Assignment ->
Print, word for word, the portion of the article on Ocasio-Cortez and her health coverage that begins at the words "Alexandria Ocasio-Cortez (Still)" and ends after the words "Obamacare took effect.".

Alexandria Ocasio-Cortez (Still) Doesn’t Like Socialized Health Insurance
Even as the coronavirus lockdowns have postponed many holiday events in 2020, some traditions still remain. Rep. Alexandria Ocasio-Cortez, D-N.Y., continued what is quickly becoming an end-of-year tradition for her last Thursday, when she complained about her health coverage:
The tweet followed a similar missive last year, in which she showed she didn’t understand how the Obamacare exchanges work, and one in December 2018 talking about the open enrollment process for members of Congress.
Apart from the not-semantic distinction in her tweet—access to good health insurance does not necessarily guarantee access to good health care—Ocasio-Cortez’s prime complaint appears to lie with New York state’s insurance regulations, which jacked up the price of health coverage for most residents well before Obamacare took effect.
Of course, those regulations also represent a de facto form of socialist redistribution, meaning that Congress’ “democratic socialist” doesn’t particularly care for socialism when it affects her health coverage.
New York Ruined Its Small Insurance Market
Ocasio-Cortez graduated from Boston University in 2011—after Obamacare’s enactment, but before the law’s exchanges and major regulations took effect in January 2014. Her tweet therefore claims she could not afford coverage for most of the time between the spring of 2011, when she moved back to the Bronx, and her inauguration to Congress in January 2019.

Dataset excerpts ->
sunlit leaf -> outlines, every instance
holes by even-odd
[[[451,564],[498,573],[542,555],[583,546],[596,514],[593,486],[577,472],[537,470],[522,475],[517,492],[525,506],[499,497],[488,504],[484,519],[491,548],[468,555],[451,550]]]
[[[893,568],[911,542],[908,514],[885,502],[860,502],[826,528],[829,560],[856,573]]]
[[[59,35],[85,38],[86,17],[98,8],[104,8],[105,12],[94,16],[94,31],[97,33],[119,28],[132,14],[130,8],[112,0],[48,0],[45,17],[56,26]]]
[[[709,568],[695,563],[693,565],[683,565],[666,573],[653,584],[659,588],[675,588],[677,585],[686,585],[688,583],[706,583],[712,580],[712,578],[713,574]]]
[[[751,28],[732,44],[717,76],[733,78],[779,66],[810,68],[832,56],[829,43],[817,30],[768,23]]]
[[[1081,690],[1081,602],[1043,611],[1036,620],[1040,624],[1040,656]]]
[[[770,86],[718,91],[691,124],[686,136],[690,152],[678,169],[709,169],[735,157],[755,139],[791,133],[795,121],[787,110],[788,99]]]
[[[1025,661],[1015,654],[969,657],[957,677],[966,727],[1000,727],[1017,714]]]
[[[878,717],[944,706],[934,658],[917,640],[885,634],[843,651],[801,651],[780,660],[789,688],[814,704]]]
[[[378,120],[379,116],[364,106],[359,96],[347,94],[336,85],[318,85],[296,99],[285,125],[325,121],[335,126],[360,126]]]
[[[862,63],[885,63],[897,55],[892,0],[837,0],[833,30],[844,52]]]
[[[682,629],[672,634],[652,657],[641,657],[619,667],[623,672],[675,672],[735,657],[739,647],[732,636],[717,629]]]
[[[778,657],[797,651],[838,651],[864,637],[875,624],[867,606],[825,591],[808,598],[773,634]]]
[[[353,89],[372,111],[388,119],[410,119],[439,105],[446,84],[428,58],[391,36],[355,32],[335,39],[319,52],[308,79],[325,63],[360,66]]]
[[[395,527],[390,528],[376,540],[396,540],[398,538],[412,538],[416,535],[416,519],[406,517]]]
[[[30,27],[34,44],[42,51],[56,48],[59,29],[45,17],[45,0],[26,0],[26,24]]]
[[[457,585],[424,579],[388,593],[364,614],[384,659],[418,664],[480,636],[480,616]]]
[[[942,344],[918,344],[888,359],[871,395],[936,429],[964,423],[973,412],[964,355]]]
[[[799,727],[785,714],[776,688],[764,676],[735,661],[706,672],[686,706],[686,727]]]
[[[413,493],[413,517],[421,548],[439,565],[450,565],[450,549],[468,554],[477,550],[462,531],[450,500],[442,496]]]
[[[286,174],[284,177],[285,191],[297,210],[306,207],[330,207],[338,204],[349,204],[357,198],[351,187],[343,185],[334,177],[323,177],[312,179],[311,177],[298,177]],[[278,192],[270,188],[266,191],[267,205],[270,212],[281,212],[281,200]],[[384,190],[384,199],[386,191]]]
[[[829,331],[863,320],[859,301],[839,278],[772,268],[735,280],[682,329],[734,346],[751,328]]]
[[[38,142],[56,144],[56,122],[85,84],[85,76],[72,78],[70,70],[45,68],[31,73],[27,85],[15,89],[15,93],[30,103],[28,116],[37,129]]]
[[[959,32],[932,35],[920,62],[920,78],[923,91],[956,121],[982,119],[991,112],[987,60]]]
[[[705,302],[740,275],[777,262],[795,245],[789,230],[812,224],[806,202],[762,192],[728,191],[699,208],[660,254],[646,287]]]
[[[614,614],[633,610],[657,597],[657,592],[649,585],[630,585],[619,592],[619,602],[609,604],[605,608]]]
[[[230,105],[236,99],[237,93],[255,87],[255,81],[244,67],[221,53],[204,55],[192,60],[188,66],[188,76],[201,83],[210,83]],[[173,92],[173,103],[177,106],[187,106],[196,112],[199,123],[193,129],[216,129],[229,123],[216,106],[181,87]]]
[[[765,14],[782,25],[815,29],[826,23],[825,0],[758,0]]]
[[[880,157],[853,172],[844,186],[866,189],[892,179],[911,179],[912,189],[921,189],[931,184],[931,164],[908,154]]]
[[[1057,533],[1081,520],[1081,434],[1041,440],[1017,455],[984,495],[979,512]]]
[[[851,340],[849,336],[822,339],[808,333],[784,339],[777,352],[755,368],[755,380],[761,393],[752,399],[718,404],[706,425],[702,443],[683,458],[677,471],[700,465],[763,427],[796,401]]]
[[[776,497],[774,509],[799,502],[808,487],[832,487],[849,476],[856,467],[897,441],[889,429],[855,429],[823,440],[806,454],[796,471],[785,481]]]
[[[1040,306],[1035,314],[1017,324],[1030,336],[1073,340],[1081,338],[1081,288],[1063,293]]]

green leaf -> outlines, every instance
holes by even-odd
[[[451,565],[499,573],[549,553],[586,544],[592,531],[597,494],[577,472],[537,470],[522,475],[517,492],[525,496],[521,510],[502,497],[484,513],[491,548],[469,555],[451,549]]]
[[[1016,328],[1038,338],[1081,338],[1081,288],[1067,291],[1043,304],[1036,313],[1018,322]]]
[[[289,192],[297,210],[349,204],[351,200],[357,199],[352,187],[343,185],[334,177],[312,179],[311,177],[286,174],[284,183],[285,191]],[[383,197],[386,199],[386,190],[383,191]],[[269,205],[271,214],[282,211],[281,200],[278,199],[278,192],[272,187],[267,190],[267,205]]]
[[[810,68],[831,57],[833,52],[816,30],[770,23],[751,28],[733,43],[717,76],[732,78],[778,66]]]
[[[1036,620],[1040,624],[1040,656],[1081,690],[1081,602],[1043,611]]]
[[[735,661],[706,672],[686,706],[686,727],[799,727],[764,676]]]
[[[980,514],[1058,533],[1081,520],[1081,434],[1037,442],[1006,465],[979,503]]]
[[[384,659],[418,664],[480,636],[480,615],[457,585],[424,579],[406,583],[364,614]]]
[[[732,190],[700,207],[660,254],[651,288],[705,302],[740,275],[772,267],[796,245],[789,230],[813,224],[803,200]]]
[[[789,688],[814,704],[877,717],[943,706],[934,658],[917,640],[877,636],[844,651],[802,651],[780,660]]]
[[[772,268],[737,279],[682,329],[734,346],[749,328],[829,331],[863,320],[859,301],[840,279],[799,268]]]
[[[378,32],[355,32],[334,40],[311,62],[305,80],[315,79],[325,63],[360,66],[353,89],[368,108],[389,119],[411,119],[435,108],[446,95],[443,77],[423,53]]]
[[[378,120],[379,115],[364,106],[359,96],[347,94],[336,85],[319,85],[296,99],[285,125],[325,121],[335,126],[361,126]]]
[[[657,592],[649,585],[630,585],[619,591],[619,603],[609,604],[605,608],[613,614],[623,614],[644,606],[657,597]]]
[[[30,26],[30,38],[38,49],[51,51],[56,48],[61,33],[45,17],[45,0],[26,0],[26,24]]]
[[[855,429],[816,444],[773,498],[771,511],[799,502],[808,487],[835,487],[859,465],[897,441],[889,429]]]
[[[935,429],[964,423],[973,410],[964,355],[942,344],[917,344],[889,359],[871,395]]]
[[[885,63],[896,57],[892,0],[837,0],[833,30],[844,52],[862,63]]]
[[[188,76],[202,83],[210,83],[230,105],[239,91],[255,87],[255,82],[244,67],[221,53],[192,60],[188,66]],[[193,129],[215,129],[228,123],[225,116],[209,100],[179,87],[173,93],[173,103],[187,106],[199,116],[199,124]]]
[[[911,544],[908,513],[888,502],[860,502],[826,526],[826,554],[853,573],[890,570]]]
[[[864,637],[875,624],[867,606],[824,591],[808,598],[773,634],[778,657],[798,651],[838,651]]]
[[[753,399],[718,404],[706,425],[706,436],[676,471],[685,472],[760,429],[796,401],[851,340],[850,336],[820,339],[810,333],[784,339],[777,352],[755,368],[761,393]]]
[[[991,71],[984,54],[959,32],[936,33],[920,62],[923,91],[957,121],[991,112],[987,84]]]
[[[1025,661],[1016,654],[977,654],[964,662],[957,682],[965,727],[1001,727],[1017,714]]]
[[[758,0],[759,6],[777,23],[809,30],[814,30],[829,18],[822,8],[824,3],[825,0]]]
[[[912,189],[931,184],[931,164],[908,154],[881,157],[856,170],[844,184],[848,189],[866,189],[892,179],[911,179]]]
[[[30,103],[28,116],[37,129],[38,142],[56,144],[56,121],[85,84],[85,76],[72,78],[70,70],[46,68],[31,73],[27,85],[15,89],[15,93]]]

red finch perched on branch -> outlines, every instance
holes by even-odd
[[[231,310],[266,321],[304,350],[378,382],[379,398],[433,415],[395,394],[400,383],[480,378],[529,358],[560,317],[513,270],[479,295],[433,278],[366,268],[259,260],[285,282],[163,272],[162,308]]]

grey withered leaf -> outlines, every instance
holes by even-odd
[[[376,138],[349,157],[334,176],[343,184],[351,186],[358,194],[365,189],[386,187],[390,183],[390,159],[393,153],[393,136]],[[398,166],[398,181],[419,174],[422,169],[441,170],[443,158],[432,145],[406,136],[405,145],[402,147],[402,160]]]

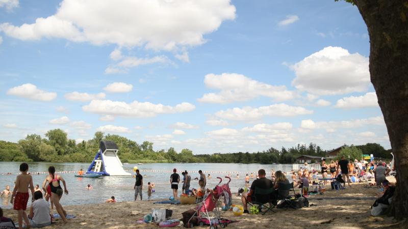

Response to the task ->
Alexandria Ocasio-Cortez (Still) Doesn’t Like Socialized Health Insurance
Even as the coronavirus lockdowns have postponed many holiday events in 2020, some traditions still remain. Rep. Alexandria Ocasio-Cortez, D-N.Y., continued what is quickly becoming an end-of-year tradition for her last Thursday, when she complained about her health coverage:
The tweet followed a similar missive last year, in which she showed she didn’t understand how the Obamacare exchanges work, and one in December 2018 talking about the open enrollment process for members of Congress.
Apart from the not-semantic distinction in her tweet—access to good health insurance does not necessarily guarantee access to good health care—Ocasio-Cortez’s prime complaint appears to lie with New York state’s insurance regulations, which jacked up the price of health coverage for most residents well before Obamacare took effect.